**Task objective**
Please print all of the records shown below, exactly as given.

**Entries supplied**
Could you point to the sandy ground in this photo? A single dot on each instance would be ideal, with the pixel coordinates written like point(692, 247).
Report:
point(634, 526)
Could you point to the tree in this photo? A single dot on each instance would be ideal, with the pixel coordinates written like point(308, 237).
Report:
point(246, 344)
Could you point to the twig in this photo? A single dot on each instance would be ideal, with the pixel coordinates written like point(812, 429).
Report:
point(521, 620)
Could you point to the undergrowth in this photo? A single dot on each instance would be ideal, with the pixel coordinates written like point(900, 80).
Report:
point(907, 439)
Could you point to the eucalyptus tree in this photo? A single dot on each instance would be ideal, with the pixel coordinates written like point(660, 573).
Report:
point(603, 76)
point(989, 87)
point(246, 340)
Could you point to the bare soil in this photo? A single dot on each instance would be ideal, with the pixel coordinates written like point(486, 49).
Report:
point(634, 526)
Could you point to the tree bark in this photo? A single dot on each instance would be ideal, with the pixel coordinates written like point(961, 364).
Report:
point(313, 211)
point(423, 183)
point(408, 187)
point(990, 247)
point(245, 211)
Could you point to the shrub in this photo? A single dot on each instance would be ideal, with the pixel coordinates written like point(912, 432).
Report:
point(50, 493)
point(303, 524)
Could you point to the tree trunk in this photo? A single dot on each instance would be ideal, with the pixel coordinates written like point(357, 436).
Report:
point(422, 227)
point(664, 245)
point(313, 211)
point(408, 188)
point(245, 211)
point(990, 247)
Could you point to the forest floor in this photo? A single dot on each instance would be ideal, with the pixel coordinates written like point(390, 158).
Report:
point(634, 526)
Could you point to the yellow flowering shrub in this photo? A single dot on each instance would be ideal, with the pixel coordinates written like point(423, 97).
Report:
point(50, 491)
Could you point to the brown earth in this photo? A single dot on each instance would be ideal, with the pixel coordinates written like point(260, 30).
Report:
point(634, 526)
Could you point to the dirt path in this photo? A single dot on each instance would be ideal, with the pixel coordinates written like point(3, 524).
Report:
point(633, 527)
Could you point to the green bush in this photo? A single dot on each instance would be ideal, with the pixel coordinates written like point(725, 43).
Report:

**Exercise result**
Could you point to the sandy ground in this photo? A single dot on each instance would be ideal, with the pixel coordinates written like point(692, 247).
Report:
point(634, 526)
Could you point to the tree in this photo? A single dot on each instance would be ideal, with the pixel coordinates written like point(308, 237).
Report:
point(246, 344)
Could you point to the twig in this photo? A single dot on each instance would be ideal, with the pixel coordinates written like point(812, 429).
Report:
point(521, 620)
Could you point to the undergrowth in this photo? A single dot on each instance would be ideal, with the pixel coordinates written like point(900, 80).
Report:
point(907, 439)
Could you point to the eucalyptus tree in this photo? A single dot on each instance would be ideal, with the pixel coordinates written like point(660, 573).
Report:
point(603, 76)
point(989, 87)
point(246, 340)
Could you point to the bare soil in this photo? A single dot on each instance would be ideal, with the pixel coordinates written like point(486, 49).
Report:
point(634, 526)
Could you point to the tree bark in this photo? A single dot on each instance would be ideal, with the pixel coordinates written like point(961, 364).
Report:
point(313, 211)
point(423, 183)
point(408, 187)
point(990, 247)
point(245, 211)
Could you point to the shrub in this photo? A single dot on each instance would be ideal, with the pixel coordinates written like point(912, 432).
Report:
point(50, 493)
point(303, 524)
Could you point to the tree trunk in this photo? A single dot on each instance would be ideal, with the pixel coordinates written like point(357, 436).
Report:
point(422, 227)
point(664, 245)
point(313, 211)
point(408, 188)
point(245, 211)
point(990, 247)
Could you point to the forest floor in this photo? A single dot on each instance would be ideal, with the pixel coordinates written like point(390, 158).
Report:
point(634, 526)
Could you point to the yellow flowering shrub in this photo? A single dot on each instance would be ideal, with the pixel coordinates written like point(423, 97).
Report:
point(50, 491)
Could you point to the brown earth in this photo? A single dot on each instance would be ideal, with the pixel coordinates written like point(260, 30).
Report:
point(634, 526)
Could you point to the dirt path in this photo? A single dot on each instance would be ideal, with the pixel coordinates written like point(3, 524).
Report:
point(633, 527)
Could you point to the green bush in this photo? A single dot on each instance would be ideal, with the pixel coordinates written like point(725, 43).
Report:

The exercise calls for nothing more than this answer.